**Study text:**
-*-

A major expansion of these involvements occurred after World War
II with MSU President John Hannah's recognition that the world was
destined to become ever more interdependent and his conviction that
American universities, particularly land-grant institutions, should
be actively involved internationally in combating "hunger, misery,
and despair" (as Hannah phrased it in a letter to U.S. President
Truman).
In 1956, Hannah established the Office of International Programs,
headed by a dean, the first such office among major universities
in the United States. This office, later renamed the Office of International
Studies and Programs (ISP), has played an important leadership role
in MSU's international activities ever since.
Ralph Smuckler, who served as dean of ISP from 1969 to 1990, joined
MSU's political science faculty in 1951 and quickly became involved
in a number of international projects. He joined ISP under its first
ISP dean, Glen Taggert, in 1957 and served as his deputy until Taggert
left MSU to become president of Utah State University. Smuckler
was appointed dean in 1969 on President Hannah's recommendation,
a position he occupied until moving into President DiBiaggio's office
in the summer of 1990. By the time Smuckler retired from MSU in
1993, he had witnessed, and been a major player in, the university's
rise in international engagement and prominence and the institutionalization
of international priorities across the campus and across the mission.

-*-

**Records supplied:**

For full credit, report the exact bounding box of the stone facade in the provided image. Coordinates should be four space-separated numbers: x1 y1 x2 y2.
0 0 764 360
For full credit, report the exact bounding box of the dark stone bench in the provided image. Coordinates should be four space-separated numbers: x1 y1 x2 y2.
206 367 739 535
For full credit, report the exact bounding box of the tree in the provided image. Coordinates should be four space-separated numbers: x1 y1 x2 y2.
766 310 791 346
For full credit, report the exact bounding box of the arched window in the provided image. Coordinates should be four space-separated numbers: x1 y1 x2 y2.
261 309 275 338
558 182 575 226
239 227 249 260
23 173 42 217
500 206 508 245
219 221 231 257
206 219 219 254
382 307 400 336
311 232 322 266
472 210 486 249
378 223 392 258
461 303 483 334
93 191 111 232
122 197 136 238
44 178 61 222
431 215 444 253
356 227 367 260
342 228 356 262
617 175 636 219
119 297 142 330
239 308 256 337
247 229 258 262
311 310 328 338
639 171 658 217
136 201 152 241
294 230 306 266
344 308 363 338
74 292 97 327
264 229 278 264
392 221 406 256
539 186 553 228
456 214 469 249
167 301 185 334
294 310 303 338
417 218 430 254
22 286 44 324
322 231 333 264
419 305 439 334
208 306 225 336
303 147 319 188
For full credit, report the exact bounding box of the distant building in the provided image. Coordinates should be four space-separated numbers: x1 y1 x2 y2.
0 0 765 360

-*-

**Your instructions:**
Answer these questions from the text on MSU's international programs:
1. In what year did Hannah establish the Office of International Programs?
2. Who was the first dean of ISP?
3. In what year did Smuckler retire from MSU?

**Task answer:**
1. 1956
2. Glen Taggert
3. 1993